# Exercise details
Can you recast every line of the listing below as a numbered list, leaving out any blank lines?

[Items listed in a dataset]

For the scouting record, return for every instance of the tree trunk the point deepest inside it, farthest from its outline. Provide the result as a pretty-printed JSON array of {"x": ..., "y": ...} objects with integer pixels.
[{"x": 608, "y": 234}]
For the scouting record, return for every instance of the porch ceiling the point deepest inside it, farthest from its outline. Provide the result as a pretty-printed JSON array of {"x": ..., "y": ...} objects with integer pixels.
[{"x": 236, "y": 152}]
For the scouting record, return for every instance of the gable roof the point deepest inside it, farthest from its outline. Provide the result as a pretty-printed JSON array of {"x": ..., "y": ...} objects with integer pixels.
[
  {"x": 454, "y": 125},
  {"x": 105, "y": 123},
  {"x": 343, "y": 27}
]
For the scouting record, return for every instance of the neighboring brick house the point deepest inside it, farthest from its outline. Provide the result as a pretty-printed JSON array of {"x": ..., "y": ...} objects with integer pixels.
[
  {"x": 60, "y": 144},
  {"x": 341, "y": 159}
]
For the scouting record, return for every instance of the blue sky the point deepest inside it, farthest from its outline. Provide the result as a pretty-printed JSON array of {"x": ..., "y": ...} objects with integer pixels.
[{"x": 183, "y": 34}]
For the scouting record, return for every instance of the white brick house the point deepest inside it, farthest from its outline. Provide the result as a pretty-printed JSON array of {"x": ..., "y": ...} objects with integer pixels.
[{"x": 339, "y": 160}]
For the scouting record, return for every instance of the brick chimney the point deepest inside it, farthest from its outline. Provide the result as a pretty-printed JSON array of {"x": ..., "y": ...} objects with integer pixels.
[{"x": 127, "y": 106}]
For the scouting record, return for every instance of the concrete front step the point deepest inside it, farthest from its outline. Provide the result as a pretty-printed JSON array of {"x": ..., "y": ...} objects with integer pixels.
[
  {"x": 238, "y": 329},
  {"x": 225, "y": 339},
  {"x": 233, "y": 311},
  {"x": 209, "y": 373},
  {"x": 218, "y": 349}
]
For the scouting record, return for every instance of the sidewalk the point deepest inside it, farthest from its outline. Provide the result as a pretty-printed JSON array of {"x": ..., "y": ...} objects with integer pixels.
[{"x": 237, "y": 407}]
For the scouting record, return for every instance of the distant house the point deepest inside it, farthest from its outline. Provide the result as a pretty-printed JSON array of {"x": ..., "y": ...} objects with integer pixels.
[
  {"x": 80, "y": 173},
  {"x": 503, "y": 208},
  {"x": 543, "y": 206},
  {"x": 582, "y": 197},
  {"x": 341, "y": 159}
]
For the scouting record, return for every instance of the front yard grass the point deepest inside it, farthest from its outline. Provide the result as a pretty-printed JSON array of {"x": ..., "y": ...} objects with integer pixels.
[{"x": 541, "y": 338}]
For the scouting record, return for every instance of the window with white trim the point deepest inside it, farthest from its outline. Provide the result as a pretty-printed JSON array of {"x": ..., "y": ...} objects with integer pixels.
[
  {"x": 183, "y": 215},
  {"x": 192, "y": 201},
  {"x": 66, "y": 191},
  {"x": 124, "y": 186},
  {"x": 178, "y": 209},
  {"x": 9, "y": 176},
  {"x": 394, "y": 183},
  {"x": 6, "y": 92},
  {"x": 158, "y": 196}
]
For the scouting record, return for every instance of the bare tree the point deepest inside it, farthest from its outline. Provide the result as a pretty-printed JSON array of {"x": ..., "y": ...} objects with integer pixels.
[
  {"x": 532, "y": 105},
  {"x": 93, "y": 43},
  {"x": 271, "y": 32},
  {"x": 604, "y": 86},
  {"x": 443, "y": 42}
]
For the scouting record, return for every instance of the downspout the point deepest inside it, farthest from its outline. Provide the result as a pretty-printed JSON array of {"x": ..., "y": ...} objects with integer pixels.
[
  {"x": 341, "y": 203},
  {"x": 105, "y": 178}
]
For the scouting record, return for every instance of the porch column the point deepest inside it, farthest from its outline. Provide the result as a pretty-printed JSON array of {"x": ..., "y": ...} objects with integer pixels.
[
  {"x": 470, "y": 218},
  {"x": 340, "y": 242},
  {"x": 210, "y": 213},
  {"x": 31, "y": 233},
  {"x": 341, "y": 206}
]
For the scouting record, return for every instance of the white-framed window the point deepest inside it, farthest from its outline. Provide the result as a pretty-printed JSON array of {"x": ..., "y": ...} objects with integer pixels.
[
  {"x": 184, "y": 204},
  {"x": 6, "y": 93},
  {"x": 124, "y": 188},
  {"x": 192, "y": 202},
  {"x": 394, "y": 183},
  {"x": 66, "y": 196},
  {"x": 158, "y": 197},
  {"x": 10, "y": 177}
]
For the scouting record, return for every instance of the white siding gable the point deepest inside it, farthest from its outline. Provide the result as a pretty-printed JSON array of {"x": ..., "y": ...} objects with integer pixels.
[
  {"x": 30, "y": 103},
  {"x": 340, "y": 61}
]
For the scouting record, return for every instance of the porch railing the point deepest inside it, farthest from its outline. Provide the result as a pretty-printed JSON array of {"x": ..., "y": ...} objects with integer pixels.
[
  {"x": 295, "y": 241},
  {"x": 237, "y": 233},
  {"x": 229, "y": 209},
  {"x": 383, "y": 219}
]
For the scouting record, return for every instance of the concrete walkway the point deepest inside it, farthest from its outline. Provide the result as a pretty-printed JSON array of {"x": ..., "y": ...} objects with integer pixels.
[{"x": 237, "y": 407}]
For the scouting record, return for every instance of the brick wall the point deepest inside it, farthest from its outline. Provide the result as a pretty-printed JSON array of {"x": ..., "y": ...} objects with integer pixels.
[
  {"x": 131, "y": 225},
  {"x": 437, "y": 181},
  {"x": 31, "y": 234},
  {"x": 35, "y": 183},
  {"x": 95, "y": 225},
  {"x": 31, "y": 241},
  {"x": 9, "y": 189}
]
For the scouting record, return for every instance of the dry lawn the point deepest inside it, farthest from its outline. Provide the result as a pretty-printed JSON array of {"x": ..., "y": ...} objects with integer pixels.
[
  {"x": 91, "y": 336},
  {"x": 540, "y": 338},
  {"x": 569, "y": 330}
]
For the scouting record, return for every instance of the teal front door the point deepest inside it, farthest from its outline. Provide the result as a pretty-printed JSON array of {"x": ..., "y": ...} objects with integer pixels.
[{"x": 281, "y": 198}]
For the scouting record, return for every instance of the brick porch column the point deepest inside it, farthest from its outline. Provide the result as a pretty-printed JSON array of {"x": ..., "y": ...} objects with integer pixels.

# Worked answer
1. For the scouting record, return for every instance of the tree trunk the point deepest inside it, farthest from its outline. Provide the result as a pretty-printed JSON array of {"x": ..., "y": ...} objects with integer pixels.
2. [{"x": 608, "y": 234}]
3. For the scouting record, return for every instance of the porch ceiling the point deepest inside it, farthest from its outline. Provide the result as a pretty-printed JSON array of {"x": ..., "y": ...} objects with integer pixels.
4. [{"x": 236, "y": 152}]
5. For the scouting record, return for every instance of the gable roof the point deepest inside it, farthest from its outline. Provide the result as a pretty-printed JSON array of {"x": ..., "y": ...} objects with integer pixels.
6. [
7.   {"x": 454, "y": 125},
8.   {"x": 105, "y": 123},
9.   {"x": 343, "y": 27}
10. ]
11. For the scouting record, return for every instance of the neighboring brick house the point deepest inside it, farthest from its outline. Provide the result as a pretty-printed JSON array of {"x": ..., "y": ...} objects with integer pixels.
12. [
13.   {"x": 60, "y": 144},
14.   {"x": 341, "y": 159}
15. ]
16. For the scouting record, return for every instance of the blue sky the point deepest inside it, farthest from its outline. Provide the result as a pretty-printed JSON array of {"x": ..., "y": ...} objects with integer pixels.
17. [{"x": 183, "y": 34}]
18. For the scouting record, return for every instance of the white brick house the point deepest inside it, farthest from its outline. Provide the result as a pretty-printed JSON array of {"x": ..., "y": ...} objects with integer pixels.
19. [{"x": 339, "y": 160}]
20. For the scouting record, return for every instance of the brick chimney the point deepest inside it, farthest from its outline. Provide the result as a pretty-printed JSON array of {"x": ..., "y": ...} objects with integer pixels.
21. [{"x": 127, "y": 106}]
22. For the scouting record, return for every instance of the concrete front step the point deepest inside it, farthest from its outline. Provide the result as a pretty-printed JSON array of {"x": ..., "y": ...} objects with integer pixels.
23. [
24.   {"x": 238, "y": 329},
25.   {"x": 225, "y": 339},
26.   {"x": 233, "y": 311},
27.   {"x": 209, "y": 373},
28.   {"x": 218, "y": 349}
29. ]
30. For the scouting record, return for every instance of the sidewalk the point deepest inside it, farthest from its outline. Provide the result as a pretty-printed JSON array of {"x": ..., "y": ...} objects with integer pixels.
31. [{"x": 237, "y": 407}]
32. For the scouting record, return for every instance of the distant house the point deepest inside it, farthest from its outline. Provide the result as a pretty-printed JSON array of {"x": ..., "y": ...} objects with integer pixels.
33. [
34.   {"x": 80, "y": 173},
35.   {"x": 503, "y": 208},
36.   {"x": 543, "y": 206},
37.   {"x": 582, "y": 197},
38.   {"x": 341, "y": 159}
39. ]
40. For the scouting record, return for every instance of the front yard grass the point deepest inside it, farthest from its outline. Provide the result as a pretty-printed JSON array of {"x": ..., "y": ...} objects with integer pixels.
41. [{"x": 541, "y": 338}]
42. For the scouting record, return for every instance of the window with white trim the point deepest inside it, farthest from its outline. Provide the result as a pretty-printed JSON array of {"x": ..., "y": ...} objects with integer pixels.
43. [
44.   {"x": 183, "y": 215},
45.   {"x": 192, "y": 201},
46.   {"x": 66, "y": 191},
47.   {"x": 124, "y": 186},
48.   {"x": 178, "y": 209},
49.   {"x": 9, "y": 176},
50.   {"x": 394, "y": 183},
51.   {"x": 6, "y": 92},
52.   {"x": 158, "y": 196}
53. ]
54. For the scouting record, return for every instance of the bare tree the point deepest inside it, farthest from its outline. Provide the result as a pretty-printed JSON array of {"x": ..., "y": ...} objects with integer pixels.
55. [
56.   {"x": 532, "y": 105},
57.   {"x": 93, "y": 43},
58.   {"x": 271, "y": 32},
59.   {"x": 604, "y": 86},
60.   {"x": 443, "y": 42}
61. ]
62. For the scouting record, return for every instance of the downspout the point deepest inside it, farthest from its outline. Provide the result as a pretty-printed JSON array of {"x": ..., "y": ...} objects with integer pixels.
63. [
64.   {"x": 341, "y": 203},
65.   {"x": 105, "y": 178}
66. ]
67. For the scouting record, return for every instance of the porch column the point deepest inside it, farthest from its outline. Provide the result as a pretty-printed JSON array of {"x": ..., "y": ...} objects with integer pixels.
68. [
69.   {"x": 470, "y": 218},
70.   {"x": 340, "y": 242},
71.   {"x": 210, "y": 213},
72.   {"x": 31, "y": 233},
73.   {"x": 341, "y": 206}
74. ]
75. For the scouting record, return for every instance of the white-framed window the point deepest inside it, farthest from its outline. Provide the result as a pretty-printed JSON array of {"x": ..., "y": ...} objects with integer pixels.
76. [
77.   {"x": 184, "y": 204},
78.   {"x": 6, "y": 93},
79.   {"x": 124, "y": 188},
80.   {"x": 192, "y": 202},
81.   {"x": 394, "y": 183},
82.   {"x": 66, "y": 196},
83.   {"x": 158, "y": 197},
84.   {"x": 10, "y": 177}
85. ]
86. For the scouting record, return for every instance of the white siding gable the point deepest inside it, farthest from its outline. Provide the result as a pretty-printed JSON array of {"x": ..., "y": ...} objects with integer pixels.
87. [
88.   {"x": 30, "y": 103},
89.   {"x": 340, "y": 61}
90. ]
91. For the scouting record, return for every instance of the porch railing the point deepest inside it, farthest from its outline. Provide the result as a pretty-printed JSON array of {"x": ..., "y": ...} objects with integer pixels.
92. [
93.   {"x": 295, "y": 241},
94.   {"x": 237, "y": 233},
95.   {"x": 229, "y": 209},
96.   {"x": 383, "y": 219}
97. ]
98. For the scouting record, return for every instance of the concrete walkway the point deepest inside it, farthest from its outline. Provide the result as a pretty-printed JSON array of {"x": ..., "y": ...} objects with integer pixels.
99. [{"x": 237, "y": 407}]
100. For the scouting record, return for every instance of the brick wall the point deepest inside it, farthest from its outline. Provide the result as a pretty-printed JSON array of {"x": ..., "y": ...} objects with integer pixels.
101. [
102.   {"x": 131, "y": 225},
103.   {"x": 437, "y": 181},
104.   {"x": 31, "y": 234},
105.   {"x": 35, "y": 183},
106.   {"x": 95, "y": 225},
107.   {"x": 31, "y": 241},
108.   {"x": 9, "y": 189}
109. ]
110. For the scouting record, return for every instance of the dry lawn the point deepest inside it, farthest from its outline. Provide the result as a pretty-printed JSON array of {"x": ..., "y": ...} objects with integer pixels.
111. [
112.   {"x": 91, "y": 336},
113.   {"x": 540, "y": 338},
114.   {"x": 569, "y": 330}
115. ]
116. For the scouting record, return for every instance of the teal front door the point deepest inside it, farthest from its outline. Provide the result as a pretty-printed JSON array of {"x": ..., "y": ...} objects with integer pixels.
117. [{"x": 281, "y": 198}]
118. For the scouting record, return for every instance of the brick porch column the point deepest inside it, farthest from its outline. Provide the result as a pretty-printed JSON array of {"x": ..., "y": ...} objects with integer pixels.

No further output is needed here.